Region pointing data
________________________________________

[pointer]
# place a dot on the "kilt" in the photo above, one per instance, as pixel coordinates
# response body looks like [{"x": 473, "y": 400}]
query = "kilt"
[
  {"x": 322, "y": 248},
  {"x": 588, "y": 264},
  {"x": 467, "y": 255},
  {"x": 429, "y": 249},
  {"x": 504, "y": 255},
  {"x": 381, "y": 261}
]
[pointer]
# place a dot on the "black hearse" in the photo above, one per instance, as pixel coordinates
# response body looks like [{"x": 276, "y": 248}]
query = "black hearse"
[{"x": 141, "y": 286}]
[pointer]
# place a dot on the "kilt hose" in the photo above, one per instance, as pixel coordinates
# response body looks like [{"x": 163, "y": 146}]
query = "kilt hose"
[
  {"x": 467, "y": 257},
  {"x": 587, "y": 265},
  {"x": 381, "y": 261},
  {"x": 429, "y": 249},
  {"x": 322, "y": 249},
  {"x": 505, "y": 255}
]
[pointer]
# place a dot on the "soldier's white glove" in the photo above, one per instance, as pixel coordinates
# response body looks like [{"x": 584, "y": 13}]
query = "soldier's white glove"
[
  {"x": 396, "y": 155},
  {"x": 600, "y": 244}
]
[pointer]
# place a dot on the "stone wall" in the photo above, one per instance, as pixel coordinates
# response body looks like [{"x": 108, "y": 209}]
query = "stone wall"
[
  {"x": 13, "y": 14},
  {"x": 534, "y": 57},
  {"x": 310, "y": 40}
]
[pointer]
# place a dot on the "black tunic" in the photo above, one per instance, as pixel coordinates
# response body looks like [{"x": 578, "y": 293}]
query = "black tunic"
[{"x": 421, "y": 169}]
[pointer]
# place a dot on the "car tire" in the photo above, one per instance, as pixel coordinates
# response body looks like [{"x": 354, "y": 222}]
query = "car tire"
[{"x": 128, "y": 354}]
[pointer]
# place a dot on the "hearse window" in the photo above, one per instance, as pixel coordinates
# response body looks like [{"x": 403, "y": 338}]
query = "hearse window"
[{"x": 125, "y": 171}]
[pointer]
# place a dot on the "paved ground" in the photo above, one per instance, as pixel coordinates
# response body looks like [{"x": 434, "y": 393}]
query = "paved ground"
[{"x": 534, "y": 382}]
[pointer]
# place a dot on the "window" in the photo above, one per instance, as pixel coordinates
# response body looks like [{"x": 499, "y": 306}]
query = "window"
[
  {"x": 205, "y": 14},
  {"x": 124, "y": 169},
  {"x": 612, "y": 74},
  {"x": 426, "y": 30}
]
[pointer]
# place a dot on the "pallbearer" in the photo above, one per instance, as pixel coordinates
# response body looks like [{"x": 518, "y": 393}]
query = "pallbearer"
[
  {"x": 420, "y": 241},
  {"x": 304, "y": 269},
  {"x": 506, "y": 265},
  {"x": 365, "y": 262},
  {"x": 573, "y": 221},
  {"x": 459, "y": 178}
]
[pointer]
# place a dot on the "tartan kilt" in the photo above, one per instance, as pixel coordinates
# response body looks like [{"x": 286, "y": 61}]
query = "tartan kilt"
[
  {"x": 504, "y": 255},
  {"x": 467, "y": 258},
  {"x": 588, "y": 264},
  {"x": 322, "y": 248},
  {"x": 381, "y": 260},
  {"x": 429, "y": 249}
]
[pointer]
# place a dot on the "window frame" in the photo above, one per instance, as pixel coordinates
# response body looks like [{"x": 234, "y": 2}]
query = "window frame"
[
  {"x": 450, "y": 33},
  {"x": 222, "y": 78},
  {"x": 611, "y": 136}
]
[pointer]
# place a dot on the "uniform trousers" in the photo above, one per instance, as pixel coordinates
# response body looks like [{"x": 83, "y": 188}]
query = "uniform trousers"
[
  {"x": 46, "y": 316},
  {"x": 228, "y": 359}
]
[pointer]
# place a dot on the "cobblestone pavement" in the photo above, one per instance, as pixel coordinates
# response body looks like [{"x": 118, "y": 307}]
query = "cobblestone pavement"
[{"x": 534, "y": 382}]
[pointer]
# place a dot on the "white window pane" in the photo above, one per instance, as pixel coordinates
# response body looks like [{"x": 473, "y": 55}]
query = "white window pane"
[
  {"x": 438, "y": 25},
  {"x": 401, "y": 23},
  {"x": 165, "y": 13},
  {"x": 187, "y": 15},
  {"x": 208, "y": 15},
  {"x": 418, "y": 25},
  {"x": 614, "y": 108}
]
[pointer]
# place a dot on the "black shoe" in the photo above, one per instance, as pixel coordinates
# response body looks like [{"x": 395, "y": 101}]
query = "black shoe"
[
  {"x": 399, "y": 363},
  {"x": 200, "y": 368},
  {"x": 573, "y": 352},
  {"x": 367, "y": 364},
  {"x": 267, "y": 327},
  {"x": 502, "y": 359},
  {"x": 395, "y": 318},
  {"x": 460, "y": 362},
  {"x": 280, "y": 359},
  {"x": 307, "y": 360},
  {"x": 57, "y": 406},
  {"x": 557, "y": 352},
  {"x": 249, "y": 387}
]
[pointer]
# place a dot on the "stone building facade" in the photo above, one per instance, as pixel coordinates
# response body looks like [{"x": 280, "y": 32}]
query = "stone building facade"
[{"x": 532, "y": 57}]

________________________________________

*Problem details:* Whatever appears in the lines above should be copied exactly.

*Answer to this task:*
[pointer]
# place a dot on the "kilt" in the photo above, one per instance, as pixel coordinates
# response body looks like [{"x": 473, "y": 400}]
query = "kilt"
[
  {"x": 322, "y": 248},
  {"x": 588, "y": 264},
  {"x": 467, "y": 255},
  {"x": 429, "y": 249},
  {"x": 504, "y": 255},
  {"x": 381, "y": 261}
]
[pointer]
# place a dot on the "black hearse" in the photo above, one per instance, as pixel coordinates
# response body looks like [{"x": 276, "y": 248}]
query = "black hearse"
[{"x": 141, "y": 286}]
[pointer]
# place a dot on the "kilt hose" in the photo above, one per instance, as pixel coordinates
# response body looks like [{"x": 163, "y": 146}]
query = "kilt hose"
[
  {"x": 467, "y": 257},
  {"x": 587, "y": 265},
  {"x": 381, "y": 261},
  {"x": 429, "y": 249},
  {"x": 322, "y": 249},
  {"x": 505, "y": 255}
]
[pointer]
# place a dot on the "soldier's white glove" in the photo above, one per instance, as pixel coordinates
# response body looks like [{"x": 584, "y": 13}]
query = "soldier's white glove"
[
  {"x": 396, "y": 155},
  {"x": 600, "y": 244}
]
[pointer]
# place a dot on the "stone wall" in the photo above, one per instance, as pixel coordinates
# response body looks like [{"x": 108, "y": 209}]
query = "stone wall"
[
  {"x": 13, "y": 14},
  {"x": 534, "y": 57},
  {"x": 310, "y": 40}
]
[pointer]
# place a dot on the "black tunic" in the photo above, one per instance, as pixel coordinates
# response body looks like [{"x": 578, "y": 293}]
query = "black tunic"
[{"x": 421, "y": 169}]
[pointer]
# place a dot on the "car tire" in the photo above, one per instance, as pixel coordinates
# response body looks like [{"x": 354, "y": 222}]
query = "car tire"
[{"x": 128, "y": 354}]
[pointer]
# place a dot on the "hearse window" in the photo above, one per instance, as pixel coordinates
# response body looks like [{"x": 403, "y": 338}]
query = "hearse window"
[{"x": 125, "y": 171}]
[pointer]
# place a dot on the "paved ground" in the photo above, one per instance, as pixel coordinates
# response body looks like [{"x": 434, "y": 393}]
query = "paved ground"
[{"x": 534, "y": 382}]
[pointer]
# place a dot on the "window" in the photo above, one per instance, as pixel coordinates
# response body looks like [{"x": 499, "y": 306}]
query = "window"
[
  {"x": 205, "y": 14},
  {"x": 124, "y": 169},
  {"x": 612, "y": 74},
  {"x": 426, "y": 30}
]
[pointer]
# place a dot on the "pallbearer" in the photo above, one per instance, as pixel coordinates
# response body looks like [{"x": 518, "y": 393}]
query = "pallbearer"
[
  {"x": 420, "y": 241},
  {"x": 304, "y": 269},
  {"x": 506, "y": 265},
  {"x": 365, "y": 262},
  {"x": 573, "y": 221},
  {"x": 459, "y": 178}
]
[pointer]
# place a dot on the "tartan kilt" in the photo above, one per instance, as pixel coordinates
# response body looks like [{"x": 286, "y": 61}]
query = "tartan kilt"
[
  {"x": 504, "y": 255},
  {"x": 467, "y": 258},
  {"x": 588, "y": 264},
  {"x": 322, "y": 248},
  {"x": 381, "y": 260},
  {"x": 429, "y": 249}
]
[pointer]
# place a dot on the "window frame" in the photo above, one per instance, as pixel coordinates
# response body looks like [{"x": 234, "y": 2}]
query = "window frame"
[
  {"x": 450, "y": 33},
  {"x": 222, "y": 78},
  {"x": 611, "y": 136}
]
[pointer]
# place a dot on the "uniform trousers" in the photo above, one per instance, as pixel coordinates
# response body looks like [{"x": 83, "y": 188}]
query = "uniform trousers"
[
  {"x": 46, "y": 316},
  {"x": 228, "y": 359}
]
[pointer]
# place a dot on the "cobblestone pavement" in the photo above, one per instance, as pixel coordinates
# response body looks like [{"x": 118, "y": 307}]
query = "cobblestone pavement"
[{"x": 534, "y": 382}]
[pointer]
# place a dot on the "white window pane" in the photo above, one per instance, as pixel coordinates
# response body looks like [{"x": 473, "y": 55}]
query = "white window pane"
[
  {"x": 438, "y": 25},
  {"x": 401, "y": 23},
  {"x": 165, "y": 13},
  {"x": 187, "y": 15},
  {"x": 208, "y": 15},
  {"x": 418, "y": 25},
  {"x": 614, "y": 108}
]
[pointer]
# place a dot on the "black shoe" in the photo above, one per instance, as pixel coordinates
# response body looks like [{"x": 395, "y": 101}]
query = "black shoe"
[
  {"x": 399, "y": 363},
  {"x": 200, "y": 368},
  {"x": 573, "y": 352},
  {"x": 367, "y": 364},
  {"x": 267, "y": 327},
  {"x": 502, "y": 359},
  {"x": 395, "y": 318},
  {"x": 460, "y": 362},
  {"x": 280, "y": 359},
  {"x": 307, "y": 360},
  {"x": 57, "y": 406},
  {"x": 557, "y": 352},
  {"x": 249, "y": 387}
]
[pointer]
# place a dot on the "stone building facade" in the photo above, one per instance, as pixel coordinates
# response body looks like [{"x": 280, "y": 32}]
query = "stone building facade"
[{"x": 532, "y": 57}]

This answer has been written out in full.